• **DIRECTIONS**:
Continue the judgment below on the application for leave to appeal, picking up after its last sentence.
------ DOCUMENT SECTION
Section 17(1)(a)(i) has not only raised the bar for applications
for
leave to appeal but also fettered the Judge’s discretion when
considering such applications. Leave to appeal may only
be given when
the Judge or Judges are of the opinion that the appeal would have
reasonable prospects of success. The word “only”
is
indicative of the fact that this section limits the Judge’s
discretion to grant leave to appeal. The Judge’s discretion
is
circumscribed because he or she may not grant leave to appeal based
on a reason other than the one mentioned in it. Considerations
such
as an applicant, for leave to appeal, having an arguable case or that
there is a possibility of success on appeal are irrelevant.”
[5]
Mr Grobler submitted further that the applicant did not seek to
overturn the decision on the basis that either it was wrong
on the
facts or on the application of the law. The leave to appeal was
sought solely on the grounds of the weight to be attached
to the
interests of the parties. This approach did not advance the
applicant’s case.
[6]
I have seriously considered the submissions made, carefully
reconsidered my judgment and have come to the conclusion that the
arguments raised by the applicant are without merit. I have
considered whether the appeal would have reasonable prospects of
success
and I am convinced that there are no reasonable prospects
that this appeal would succeed.
------------
------ INFORMATION SUPPLIED
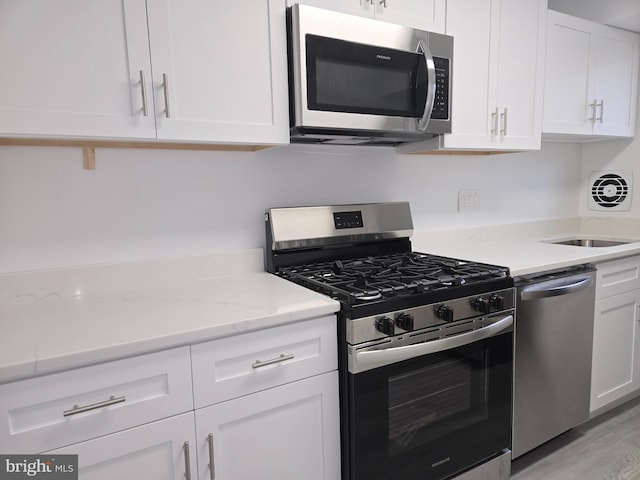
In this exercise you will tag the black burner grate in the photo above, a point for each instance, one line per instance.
------------
• **WRITTEN RESPONSE**:
[7]
I therefor make the following order.
Order
The
application for leave to appeal is dismissed with costs.
______________
JJ
MHLAMBI, J
Counsel
for the defendant: Adv. LA Roux
Instructed
by: Rossouw Attorneys
119
Presindent Reitz Avenue
Westdene
Bloemfontein
Counsel
for Respondents: Adv S Grobler
Instructed
by: Honey Attorneys
Honey
Chambers
North
Ridge Mall
Bloemfontein
[1]
Hans Seuntjie Matoto vs. Free State Gambling and Liquor Authority
and others, case no: 4629/2015 FSHC Delivered on 08 June 2017
para
5; Vukani Gaming Free State (Pty) Ltd vs. Purple Dots Investments 34
(Pty) Ltd and others application number: 1064/2018
delivered on 03
June 2019 para 6.
[2]
Case No 2612/2018 FSHC delivered on 17 January 2019 para 4.